▶ _Set exercise_:
Quote all of the data below exactly, please.

[START Task input]

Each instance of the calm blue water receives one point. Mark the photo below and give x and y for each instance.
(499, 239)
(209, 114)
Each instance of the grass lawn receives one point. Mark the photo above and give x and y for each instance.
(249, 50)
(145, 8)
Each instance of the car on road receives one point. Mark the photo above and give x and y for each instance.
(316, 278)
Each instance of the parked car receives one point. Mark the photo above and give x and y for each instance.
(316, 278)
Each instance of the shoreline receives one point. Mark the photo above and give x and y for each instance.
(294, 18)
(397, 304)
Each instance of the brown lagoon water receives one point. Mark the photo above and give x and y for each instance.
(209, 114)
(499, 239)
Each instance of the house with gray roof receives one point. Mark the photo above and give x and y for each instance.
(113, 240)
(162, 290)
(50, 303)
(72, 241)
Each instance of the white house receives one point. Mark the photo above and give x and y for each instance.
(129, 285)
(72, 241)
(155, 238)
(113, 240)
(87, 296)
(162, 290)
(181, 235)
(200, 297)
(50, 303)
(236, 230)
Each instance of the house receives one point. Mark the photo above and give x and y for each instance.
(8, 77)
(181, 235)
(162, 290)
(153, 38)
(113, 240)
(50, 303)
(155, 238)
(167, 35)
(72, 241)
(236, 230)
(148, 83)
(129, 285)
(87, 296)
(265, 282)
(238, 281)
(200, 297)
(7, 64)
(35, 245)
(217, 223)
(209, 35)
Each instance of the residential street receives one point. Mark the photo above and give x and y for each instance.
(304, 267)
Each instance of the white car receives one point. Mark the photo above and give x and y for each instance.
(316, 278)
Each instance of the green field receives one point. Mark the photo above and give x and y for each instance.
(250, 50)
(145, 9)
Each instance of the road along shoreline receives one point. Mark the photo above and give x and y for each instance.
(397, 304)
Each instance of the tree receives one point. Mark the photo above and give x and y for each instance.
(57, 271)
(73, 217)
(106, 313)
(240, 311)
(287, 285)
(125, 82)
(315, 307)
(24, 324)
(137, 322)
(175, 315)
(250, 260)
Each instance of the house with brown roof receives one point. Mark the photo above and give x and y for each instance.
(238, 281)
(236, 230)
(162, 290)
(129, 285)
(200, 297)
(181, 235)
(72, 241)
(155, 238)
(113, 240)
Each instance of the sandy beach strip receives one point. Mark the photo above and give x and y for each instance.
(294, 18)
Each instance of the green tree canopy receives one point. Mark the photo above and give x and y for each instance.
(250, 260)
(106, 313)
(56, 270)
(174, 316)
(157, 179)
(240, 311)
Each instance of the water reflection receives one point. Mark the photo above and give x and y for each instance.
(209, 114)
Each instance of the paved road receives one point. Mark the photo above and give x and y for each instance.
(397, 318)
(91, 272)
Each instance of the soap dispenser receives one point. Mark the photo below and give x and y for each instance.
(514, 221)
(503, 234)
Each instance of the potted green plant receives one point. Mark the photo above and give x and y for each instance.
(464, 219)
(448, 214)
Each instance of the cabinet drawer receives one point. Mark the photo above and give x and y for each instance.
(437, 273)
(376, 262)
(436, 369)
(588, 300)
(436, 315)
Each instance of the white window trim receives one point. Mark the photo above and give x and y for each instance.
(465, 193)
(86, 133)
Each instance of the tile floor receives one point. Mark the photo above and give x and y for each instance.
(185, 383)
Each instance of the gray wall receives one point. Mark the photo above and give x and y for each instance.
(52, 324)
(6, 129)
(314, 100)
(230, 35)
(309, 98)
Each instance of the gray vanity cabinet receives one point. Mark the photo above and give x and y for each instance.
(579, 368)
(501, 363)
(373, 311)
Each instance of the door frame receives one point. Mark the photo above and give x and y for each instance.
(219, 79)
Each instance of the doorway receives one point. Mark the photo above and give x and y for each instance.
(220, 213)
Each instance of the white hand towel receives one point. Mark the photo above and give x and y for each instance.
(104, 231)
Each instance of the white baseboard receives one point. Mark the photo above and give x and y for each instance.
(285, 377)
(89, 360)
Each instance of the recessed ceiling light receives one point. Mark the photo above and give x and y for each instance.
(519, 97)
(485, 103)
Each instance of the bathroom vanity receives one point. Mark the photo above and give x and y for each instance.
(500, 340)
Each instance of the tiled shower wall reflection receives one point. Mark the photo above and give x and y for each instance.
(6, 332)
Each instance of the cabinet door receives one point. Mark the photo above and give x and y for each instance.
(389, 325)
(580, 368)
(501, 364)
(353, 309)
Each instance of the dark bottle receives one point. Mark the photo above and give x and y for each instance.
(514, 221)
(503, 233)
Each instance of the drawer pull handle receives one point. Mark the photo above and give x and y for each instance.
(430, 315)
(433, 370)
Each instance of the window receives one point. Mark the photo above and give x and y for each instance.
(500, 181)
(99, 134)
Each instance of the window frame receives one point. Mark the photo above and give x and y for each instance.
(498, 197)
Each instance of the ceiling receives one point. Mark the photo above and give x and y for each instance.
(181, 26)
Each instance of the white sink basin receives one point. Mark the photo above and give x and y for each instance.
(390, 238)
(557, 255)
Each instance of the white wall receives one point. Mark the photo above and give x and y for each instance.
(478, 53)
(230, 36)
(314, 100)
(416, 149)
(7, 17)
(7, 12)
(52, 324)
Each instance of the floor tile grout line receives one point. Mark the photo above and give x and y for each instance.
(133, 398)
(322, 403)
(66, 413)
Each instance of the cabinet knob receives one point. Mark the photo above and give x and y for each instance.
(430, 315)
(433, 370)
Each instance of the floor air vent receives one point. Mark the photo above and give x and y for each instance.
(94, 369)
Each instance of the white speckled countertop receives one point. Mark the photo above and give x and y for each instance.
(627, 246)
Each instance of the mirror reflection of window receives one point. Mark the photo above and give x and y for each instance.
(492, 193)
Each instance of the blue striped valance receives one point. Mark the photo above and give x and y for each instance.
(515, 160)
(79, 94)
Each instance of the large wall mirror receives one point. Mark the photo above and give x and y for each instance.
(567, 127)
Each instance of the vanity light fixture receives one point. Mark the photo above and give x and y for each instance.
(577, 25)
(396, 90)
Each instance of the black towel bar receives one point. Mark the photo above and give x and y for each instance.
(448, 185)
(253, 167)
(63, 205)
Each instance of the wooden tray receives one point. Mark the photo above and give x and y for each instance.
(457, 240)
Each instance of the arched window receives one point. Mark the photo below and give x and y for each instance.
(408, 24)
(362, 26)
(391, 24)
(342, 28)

[END Task input]

▶ _Full response_:
Each instance of the calm blue water receives one point. Mark the photo below and give x and y for each instance.
(499, 239)
(209, 114)
Each instance of the grass lawn receives one point. Mark the photo above and give x and y for each instance.
(249, 50)
(145, 8)
Each instance of the car on road receives one point. Mark the photo above and give x and y for each instance.
(316, 278)
Each instance of the parked car receives one point. Mark the photo above and give x and y for each instance.
(316, 278)
Each instance of the shoreline receives one point. Mark the photo above and give x and y for each instance.
(294, 18)
(397, 304)
Each instance of the brown lagoon water receives one point. Mark the photo above and give x and y for each instance.
(209, 114)
(499, 239)
Each instance of the house with gray roof receives one point. Mark the photo above and give x and y for each instance.
(113, 240)
(162, 290)
(50, 303)
(72, 241)
Each instance of the white house receives one point. Mark the photo above and give x and y for each instance.
(129, 285)
(72, 241)
(155, 238)
(113, 240)
(87, 296)
(162, 290)
(181, 235)
(200, 297)
(50, 303)
(236, 230)
Each instance of the house receives one point. Mark the photo above and give x and y for each instance.
(8, 77)
(181, 235)
(162, 290)
(153, 38)
(113, 240)
(50, 303)
(155, 238)
(167, 35)
(72, 241)
(236, 230)
(148, 83)
(129, 285)
(87, 296)
(265, 282)
(238, 281)
(200, 297)
(7, 64)
(35, 245)
(217, 223)
(209, 35)
Each instance of the residential street receives one point. Mark the photo above and give x and y for each instance.
(304, 267)
Each instance of the white car receives one point. Mark the photo above and give x and y for each instance.
(316, 278)
Each instance of the green field receives one point. Mark the photo above and give x and y for each instance.
(250, 50)
(145, 9)
Each instance of the road along shoreline receives one point. Mark the photo above and give x and y for each instance.
(397, 304)
Each instance of the tree receives one point. Mark the photo above and give x and y for each instance.
(57, 271)
(73, 217)
(106, 313)
(240, 311)
(287, 285)
(125, 82)
(315, 307)
(24, 324)
(137, 322)
(175, 315)
(250, 260)
Each instance of the house with brown roof receives one point. Mark the photo above and give x and y for each instance.
(238, 281)
(236, 230)
(162, 290)
(129, 285)
(200, 297)
(181, 235)
(72, 241)
(155, 238)
(113, 240)
Each instance of the sandy beach strip receives one point. Mark the photo above and give x and y for each instance.
(294, 18)
Each instance of the green tree canopy receives one point. Mark the photo above and give x and y for each instance.
(250, 260)
(106, 313)
(56, 270)
(174, 316)
(157, 179)
(240, 311)
Each instance of the water reflection receives one point. Mark the photo above and give x and y for each instance.
(209, 114)
Each instance of the paved road receives one point. Mark the photo above and give x and y for each instance.
(397, 318)
(91, 272)
Each instance of the soap dispenser receives one point. Mark the photo below and give x and y for each instance.
(514, 221)
(503, 234)
Each instance of the potted green plant receives one point. Mark the photo above and give x and y for each instance.
(464, 219)
(448, 214)
Each instance of the cabinet drawer receives one point. Mark the photo above and give x and y for each instance.
(437, 273)
(376, 262)
(436, 369)
(588, 300)
(436, 315)
Each instance of the white window trim receives one point. Mark the photo above and give x and y for each instance.
(465, 193)
(86, 133)
Each instance of the tile floor receives one point. Mark the photo above and give x and y for each instance.
(185, 383)
Each instance of the gray wall receives one point. Mark the photo above and give x and y for each instance.
(52, 324)
(6, 129)
(314, 100)
(230, 35)
(309, 98)
Each instance of the gray vanity cabinet receives one point. Mark the photo above and give x and y for each instance.
(579, 368)
(501, 363)
(373, 311)
Each instance of the door frame receives one point. Mark the photo above and give x and y for each instance.
(219, 79)
Each instance of the doorway receives one point. Mark the photo above and give x and y for each instance.
(220, 213)
Each instance of the white hand towel receives one point. Mark the photo above and give x and y for each instance.
(104, 231)
Each instance of the white baseboard receives one point. Mark the photo above and give x and y for each instance.
(285, 377)
(89, 360)
Each instance of the recessed ceiling light receives one point. Mark the photo above and give x and y for each instance.
(519, 97)
(485, 103)
Each instance of the bathroom vanity receives one point. Mark the photo above and give x and y for each instance.
(500, 340)
Each instance of the tiled shower wall reflection receives one point. Mark the photo above and give x and y for each instance.
(6, 332)
Each instance of the cabinet door receives one point. Mark the photo above and give x and y for each instance.
(389, 325)
(580, 368)
(501, 364)
(353, 309)
Each instance of the dark bottle receives one point. Mark the photo above and give x and y for each instance.
(514, 221)
(503, 233)
Each instance of the drawer pull handle receives one point. Mark the photo above and give x and y for each instance.
(430, 315)
(433, 370)
Each instance of the window receives one point. Mark the photo above and give x and y for each instance.
(500, 181)
(99, 134)
Each instance of the window frame receives one point. Mark the photo above and give x and y for each instance.
(498, 197)
Each instance of the ceiling receives one point. Mark the photo above and give x and y for each instance.
(181, 26)
Each instance of the white sink basin receives one point. Mark the photo above and give x and y for each instance.
(390, 238)
(557, 255)
Each instance of the white wall receives one point. Mark the photo above and give x and y for each instance.
(478, 53)
(230, 36)
(314, 100)
(416, 149)
(7, 17)
(7, 12)
(52, 324)
Each instance of the floor tile grout line receives one point. Mark the photo above and give x and y for each instance.
(133, 398)
(322, 403)
(66, 413)
Each instance of the cabinet knob receives one point. Mark the photo above and give x and y for each instance.
(430, 315)
(433, 370)
Each instance of the floor air vent receives one point. Mark the photo above and give x and y for each instance.
(94, 369)
Each instance of the white speckled countertop receives one point. Mark the photo above and give x and y for each instance.
(627, 246)
Each instance of the mirror reflection of window receives one point. Mark the photo above and give x and y for each instance.
(492, 193)
Each instance of the blue striped valance receives one point. Mark the photo above and give x and y for each instance.
(515, 160)
(79, 94)
Each instance of the large wall mirror receives one point. Mark the photo above and give x and y for each instance.
(567, 127)
Each instance of the vanity light fixture receives one point. Mark the photo above and give x and y for each instance.
(577, 25)
(396, 90)
Each instance of the black towel bar receives one point. Mark the photo above and give x and y for each instance.
(448, 185)
(253, 167)
(63, 205)
Each instance of the wooden tray receives one point. Mark the photo above and give x and y for each instance.
(457, 240)
Each instance of the arched window receives one point. Mark the photo below and give x and y for each instance.
(408, 24)
(362, 26)
(391, 24)
(342, 28)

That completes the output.